Dataset entries
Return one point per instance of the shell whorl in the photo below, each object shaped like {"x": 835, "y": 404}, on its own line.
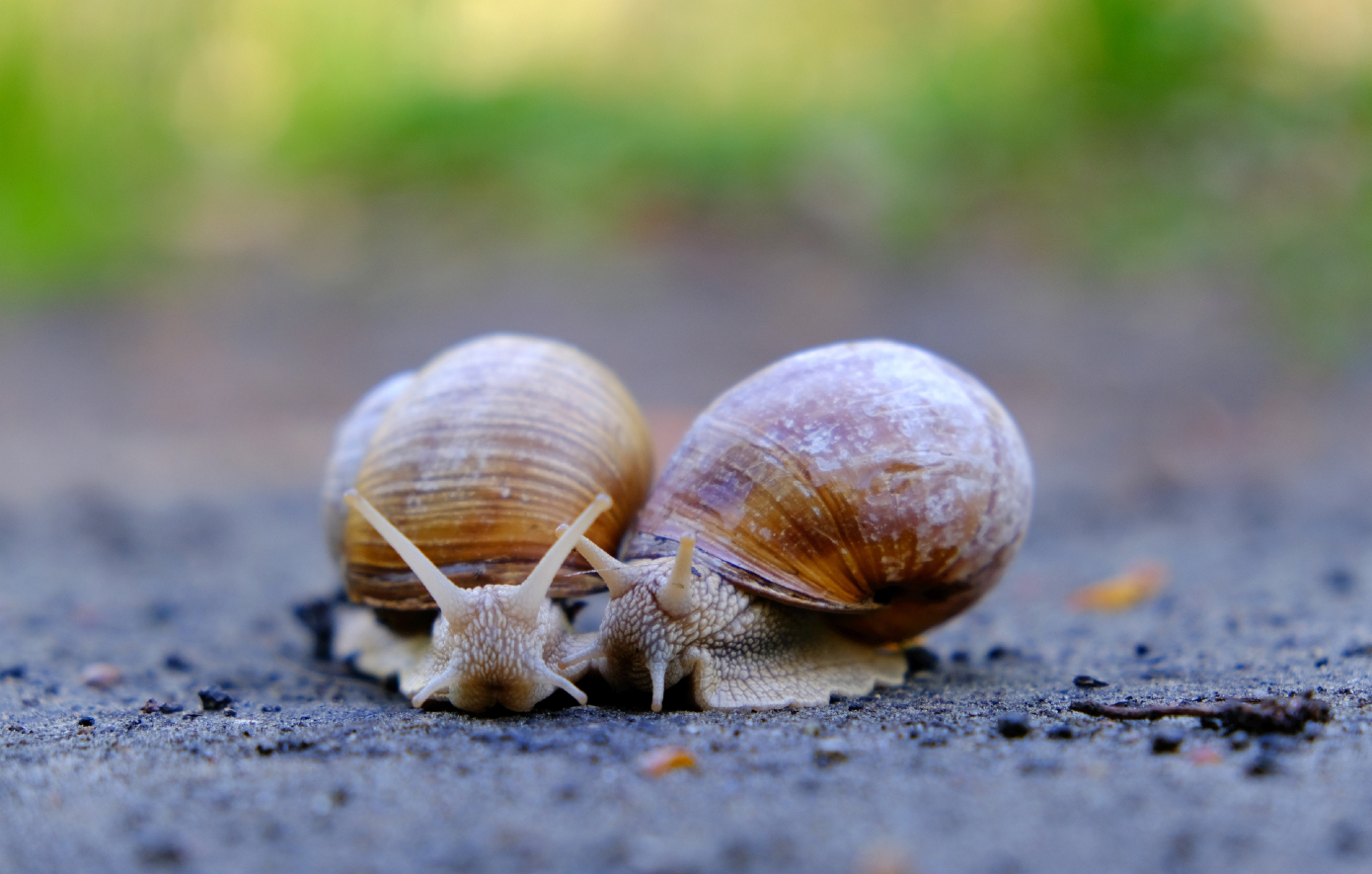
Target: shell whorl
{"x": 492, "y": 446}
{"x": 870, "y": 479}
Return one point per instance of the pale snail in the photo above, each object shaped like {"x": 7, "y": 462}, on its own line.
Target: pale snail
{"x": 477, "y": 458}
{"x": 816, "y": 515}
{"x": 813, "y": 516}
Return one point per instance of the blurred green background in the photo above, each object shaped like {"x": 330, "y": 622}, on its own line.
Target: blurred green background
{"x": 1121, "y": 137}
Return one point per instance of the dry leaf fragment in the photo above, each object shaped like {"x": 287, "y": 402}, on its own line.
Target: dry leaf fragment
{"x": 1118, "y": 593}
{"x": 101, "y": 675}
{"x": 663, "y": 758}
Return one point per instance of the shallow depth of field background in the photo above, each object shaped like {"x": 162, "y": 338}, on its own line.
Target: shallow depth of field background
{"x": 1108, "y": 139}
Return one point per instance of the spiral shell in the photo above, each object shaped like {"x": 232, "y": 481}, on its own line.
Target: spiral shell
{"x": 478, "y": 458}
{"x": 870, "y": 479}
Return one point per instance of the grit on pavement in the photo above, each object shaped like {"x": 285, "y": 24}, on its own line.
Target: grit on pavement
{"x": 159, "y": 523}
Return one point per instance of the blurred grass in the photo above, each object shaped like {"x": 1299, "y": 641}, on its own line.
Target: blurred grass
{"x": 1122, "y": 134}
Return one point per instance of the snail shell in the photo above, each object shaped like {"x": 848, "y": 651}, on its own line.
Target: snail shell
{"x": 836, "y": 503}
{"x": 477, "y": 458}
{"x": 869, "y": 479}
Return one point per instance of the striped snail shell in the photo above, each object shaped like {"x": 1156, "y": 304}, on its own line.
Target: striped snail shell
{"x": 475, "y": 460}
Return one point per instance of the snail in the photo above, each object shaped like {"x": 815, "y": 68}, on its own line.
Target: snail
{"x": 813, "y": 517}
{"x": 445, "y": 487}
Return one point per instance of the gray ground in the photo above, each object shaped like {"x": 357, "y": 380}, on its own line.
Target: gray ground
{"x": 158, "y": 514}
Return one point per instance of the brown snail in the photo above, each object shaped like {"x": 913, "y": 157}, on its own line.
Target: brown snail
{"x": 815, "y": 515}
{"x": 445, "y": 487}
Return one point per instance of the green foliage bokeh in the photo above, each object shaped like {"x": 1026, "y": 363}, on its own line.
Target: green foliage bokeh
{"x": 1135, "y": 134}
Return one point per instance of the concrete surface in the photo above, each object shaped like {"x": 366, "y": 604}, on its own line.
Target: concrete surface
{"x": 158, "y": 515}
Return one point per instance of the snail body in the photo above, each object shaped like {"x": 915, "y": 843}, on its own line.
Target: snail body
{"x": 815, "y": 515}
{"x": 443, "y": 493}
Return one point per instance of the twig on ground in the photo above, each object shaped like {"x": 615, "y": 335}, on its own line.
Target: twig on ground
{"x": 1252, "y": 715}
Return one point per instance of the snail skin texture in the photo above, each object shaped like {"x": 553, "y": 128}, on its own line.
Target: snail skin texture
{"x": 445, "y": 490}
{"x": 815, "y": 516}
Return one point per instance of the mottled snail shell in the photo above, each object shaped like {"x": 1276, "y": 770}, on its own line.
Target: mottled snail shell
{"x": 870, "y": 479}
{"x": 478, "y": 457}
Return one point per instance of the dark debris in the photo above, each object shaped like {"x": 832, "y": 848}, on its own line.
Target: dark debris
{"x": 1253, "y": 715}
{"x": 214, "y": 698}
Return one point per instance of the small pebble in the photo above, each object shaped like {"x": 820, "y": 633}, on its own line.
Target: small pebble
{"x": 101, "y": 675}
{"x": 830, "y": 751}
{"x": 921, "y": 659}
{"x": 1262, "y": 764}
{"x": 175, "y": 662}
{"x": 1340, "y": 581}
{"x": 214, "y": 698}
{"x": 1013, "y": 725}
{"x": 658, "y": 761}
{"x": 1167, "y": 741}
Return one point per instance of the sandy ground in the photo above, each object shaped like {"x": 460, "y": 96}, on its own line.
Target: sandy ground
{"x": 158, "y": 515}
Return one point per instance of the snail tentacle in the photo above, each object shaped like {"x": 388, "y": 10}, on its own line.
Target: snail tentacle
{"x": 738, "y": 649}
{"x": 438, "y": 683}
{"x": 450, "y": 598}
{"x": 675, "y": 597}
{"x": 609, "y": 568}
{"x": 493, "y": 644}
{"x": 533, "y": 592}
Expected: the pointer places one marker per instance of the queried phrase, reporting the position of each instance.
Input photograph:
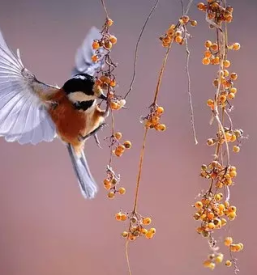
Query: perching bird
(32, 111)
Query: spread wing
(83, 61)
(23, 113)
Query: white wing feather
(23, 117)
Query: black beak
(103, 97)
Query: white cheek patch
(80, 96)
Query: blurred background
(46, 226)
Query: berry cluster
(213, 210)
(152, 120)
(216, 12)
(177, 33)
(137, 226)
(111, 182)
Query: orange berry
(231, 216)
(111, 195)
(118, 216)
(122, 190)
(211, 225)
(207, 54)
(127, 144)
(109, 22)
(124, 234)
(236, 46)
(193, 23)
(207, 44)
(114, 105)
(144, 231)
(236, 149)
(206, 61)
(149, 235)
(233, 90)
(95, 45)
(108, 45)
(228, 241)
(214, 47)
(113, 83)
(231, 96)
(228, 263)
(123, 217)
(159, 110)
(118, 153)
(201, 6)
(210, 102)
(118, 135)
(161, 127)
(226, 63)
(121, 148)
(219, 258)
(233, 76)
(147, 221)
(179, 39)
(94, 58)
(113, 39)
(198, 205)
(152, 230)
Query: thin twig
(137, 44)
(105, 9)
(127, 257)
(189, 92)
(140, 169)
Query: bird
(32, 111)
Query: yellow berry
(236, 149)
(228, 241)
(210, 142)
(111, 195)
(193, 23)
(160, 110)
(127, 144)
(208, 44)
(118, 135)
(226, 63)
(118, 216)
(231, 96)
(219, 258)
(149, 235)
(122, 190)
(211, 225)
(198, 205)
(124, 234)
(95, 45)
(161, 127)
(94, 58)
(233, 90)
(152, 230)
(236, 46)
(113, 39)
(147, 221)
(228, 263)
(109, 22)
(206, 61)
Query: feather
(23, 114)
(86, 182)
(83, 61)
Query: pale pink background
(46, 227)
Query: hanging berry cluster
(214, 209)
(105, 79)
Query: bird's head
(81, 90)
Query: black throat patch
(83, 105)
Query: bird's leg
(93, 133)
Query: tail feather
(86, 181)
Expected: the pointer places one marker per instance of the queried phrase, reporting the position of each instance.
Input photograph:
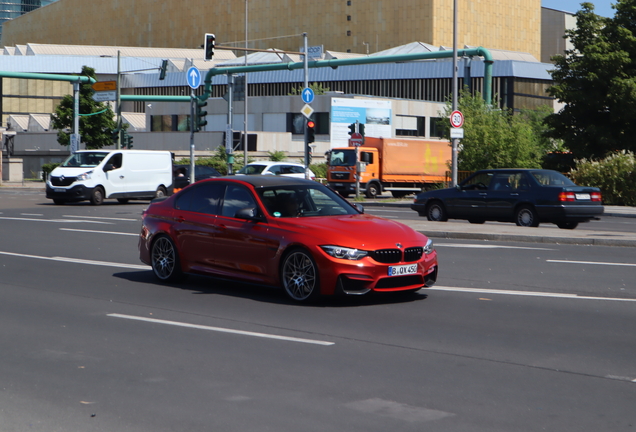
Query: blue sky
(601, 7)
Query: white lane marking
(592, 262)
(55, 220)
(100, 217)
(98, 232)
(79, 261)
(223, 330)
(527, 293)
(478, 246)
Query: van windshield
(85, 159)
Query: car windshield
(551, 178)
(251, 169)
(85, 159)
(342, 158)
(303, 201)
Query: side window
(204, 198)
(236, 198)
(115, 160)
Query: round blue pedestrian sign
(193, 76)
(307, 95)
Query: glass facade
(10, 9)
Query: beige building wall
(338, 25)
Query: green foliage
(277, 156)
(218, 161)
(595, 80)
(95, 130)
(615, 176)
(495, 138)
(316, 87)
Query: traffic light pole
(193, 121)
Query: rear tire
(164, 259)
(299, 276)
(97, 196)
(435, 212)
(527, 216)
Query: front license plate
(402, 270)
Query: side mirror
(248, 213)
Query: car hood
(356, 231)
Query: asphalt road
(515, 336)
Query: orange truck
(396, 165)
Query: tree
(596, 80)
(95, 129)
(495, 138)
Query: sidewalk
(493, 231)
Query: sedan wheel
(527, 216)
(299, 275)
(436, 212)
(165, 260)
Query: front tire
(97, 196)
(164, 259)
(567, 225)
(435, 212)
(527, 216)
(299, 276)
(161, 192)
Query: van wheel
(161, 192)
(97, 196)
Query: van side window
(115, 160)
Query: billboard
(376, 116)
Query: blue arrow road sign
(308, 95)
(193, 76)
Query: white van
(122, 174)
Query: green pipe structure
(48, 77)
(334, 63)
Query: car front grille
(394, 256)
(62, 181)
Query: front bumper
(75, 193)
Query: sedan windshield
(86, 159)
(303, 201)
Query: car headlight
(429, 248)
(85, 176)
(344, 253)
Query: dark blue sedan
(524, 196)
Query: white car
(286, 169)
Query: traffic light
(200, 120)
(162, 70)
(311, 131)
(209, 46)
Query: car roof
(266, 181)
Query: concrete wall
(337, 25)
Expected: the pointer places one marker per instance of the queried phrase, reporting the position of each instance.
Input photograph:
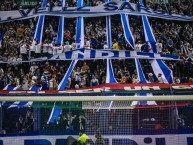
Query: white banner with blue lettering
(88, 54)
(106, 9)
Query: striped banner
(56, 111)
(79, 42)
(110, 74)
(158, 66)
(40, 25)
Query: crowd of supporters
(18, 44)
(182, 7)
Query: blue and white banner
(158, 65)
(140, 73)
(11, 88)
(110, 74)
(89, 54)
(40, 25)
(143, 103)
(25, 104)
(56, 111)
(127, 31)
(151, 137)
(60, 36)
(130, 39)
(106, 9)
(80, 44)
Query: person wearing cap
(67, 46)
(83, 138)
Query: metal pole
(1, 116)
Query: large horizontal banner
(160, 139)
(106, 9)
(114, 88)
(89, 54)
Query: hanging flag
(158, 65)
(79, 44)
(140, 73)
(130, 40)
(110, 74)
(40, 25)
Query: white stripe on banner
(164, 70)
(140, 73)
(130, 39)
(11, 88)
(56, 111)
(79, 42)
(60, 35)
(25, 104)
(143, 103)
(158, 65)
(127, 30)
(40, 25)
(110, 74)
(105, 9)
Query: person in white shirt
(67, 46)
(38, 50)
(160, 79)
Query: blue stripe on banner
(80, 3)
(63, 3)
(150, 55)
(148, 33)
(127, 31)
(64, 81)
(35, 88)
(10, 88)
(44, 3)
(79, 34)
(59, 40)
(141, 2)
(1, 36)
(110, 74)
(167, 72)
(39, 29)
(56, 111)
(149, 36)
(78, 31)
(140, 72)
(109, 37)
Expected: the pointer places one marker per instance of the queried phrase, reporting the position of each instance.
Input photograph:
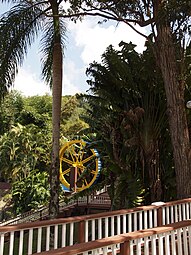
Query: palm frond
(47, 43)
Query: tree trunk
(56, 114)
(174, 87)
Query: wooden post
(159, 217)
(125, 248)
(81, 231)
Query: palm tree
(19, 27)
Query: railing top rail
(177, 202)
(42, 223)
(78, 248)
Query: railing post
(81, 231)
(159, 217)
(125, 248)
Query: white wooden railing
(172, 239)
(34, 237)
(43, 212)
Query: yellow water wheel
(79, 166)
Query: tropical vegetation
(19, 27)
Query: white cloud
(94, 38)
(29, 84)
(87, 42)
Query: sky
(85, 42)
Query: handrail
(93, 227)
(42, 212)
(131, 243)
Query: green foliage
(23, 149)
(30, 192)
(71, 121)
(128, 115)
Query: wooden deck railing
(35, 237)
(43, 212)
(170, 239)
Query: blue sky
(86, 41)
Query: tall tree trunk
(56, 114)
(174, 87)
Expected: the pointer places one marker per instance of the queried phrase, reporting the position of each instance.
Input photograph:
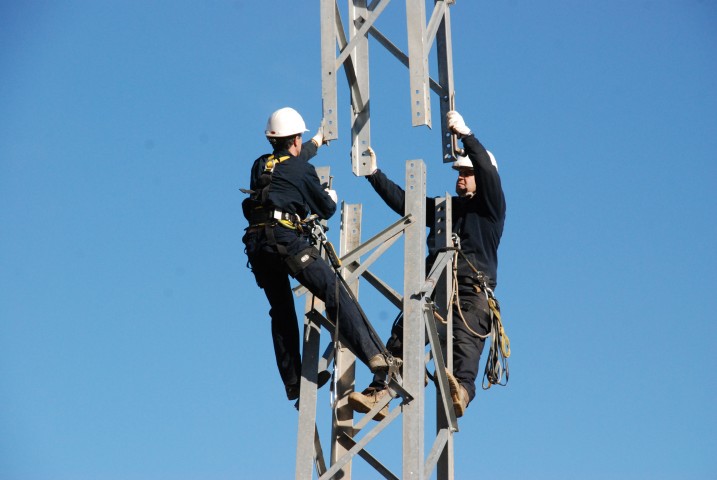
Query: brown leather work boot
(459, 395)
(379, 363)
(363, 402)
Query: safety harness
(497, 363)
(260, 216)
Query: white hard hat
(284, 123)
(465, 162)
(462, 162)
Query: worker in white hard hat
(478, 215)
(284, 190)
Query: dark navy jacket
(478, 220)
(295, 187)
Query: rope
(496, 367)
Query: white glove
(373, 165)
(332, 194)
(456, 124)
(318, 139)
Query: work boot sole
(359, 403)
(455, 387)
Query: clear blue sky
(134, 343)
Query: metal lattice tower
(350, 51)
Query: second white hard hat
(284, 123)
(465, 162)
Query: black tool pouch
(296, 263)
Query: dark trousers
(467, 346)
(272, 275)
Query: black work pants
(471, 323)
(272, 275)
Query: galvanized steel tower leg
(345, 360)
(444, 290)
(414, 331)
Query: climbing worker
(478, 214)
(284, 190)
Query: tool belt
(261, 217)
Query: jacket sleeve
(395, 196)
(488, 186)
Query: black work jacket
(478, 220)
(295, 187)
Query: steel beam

- _Your assignment_
Where pictures appear, drop them, and reproduce exactly only the lines running from the beginning of the data to the line that contains "Return one point per instance of the snail in", inclusive.

- _Problem solution_
Return one point per instance of the shell whorl in the photo below, each object shaped like {"x": 835, "y": 404}, on its own line.
Target: shell whorl
{"x": 492, "y": 446}
{"x": 870, "y": 479}
Return one point per instance of the pale snail in the photo above, each object shaped like {"x": 7, "y": 462}, on its own line.
Target: pale snail
{"x": 477, "y": 458}
{"x": 816, "y": 515}
{"x": 813, "y": 516}
Return one point per instance of the blurred green background in the photo above, each object shaped like {"x": 330, "y": 622}, on its own line.
Target: blurred green background
{"x": 1121, "y": 137}
Return one point per instance of the dry leaf fragment in the photo above, each object shaped like {"x": 287, "y": 402}, on its own line.
Target: dry leaf fragment
{"x": 1118, "y": 593}
{"x": 101, "y": 675}
{"x": 663, "y": 758}
Return one point per instance of the shallow depth of field background in the photo above, each object shaped like {"x": 162, "y": 338}, on its own line.
Target: shallow depth of field background
{"x": 1108, "y": 139}
Return one point per instance of the spiral shell in the photo above, each object shaped like {"x": 232, "y": 481}, on its own line.
Target: spiral shell
{"x": 478, "y": 458}
{"x": 870, "y": 479}
Return one point per instance of the grit on pavement in the photo above, each object shaped like {"x": 285, "y": 24}, on its own line.
Target: grit on pavement
{"x": 159, "y": 523}
Return one point per instance of the blurred grass in the photo above, each object shaped like {"x": 1299, "y": 641}, on its own line.
Target: blurred grass
{"x": 1122, "y": 134}
Return one point per instance of the snail shell in the photo above, each object shaped like {"x": 848, "y": 651}, on its own line.
Target: snail shell
{"x": 836, "y": 503}
{"x": 477, "y": 458}
{"x": 869, "y": 479}
Return one point per instance of the striped snail shell in the photo above, each object shaped like {"x": 1156, "y": 304}, on its own line.
Target: striped snail shell
{"x": 475, "y": 460}
Return one point per instance of the snail in the photo above, each object shaped like {"x": 815, "y": 68}, on its own line.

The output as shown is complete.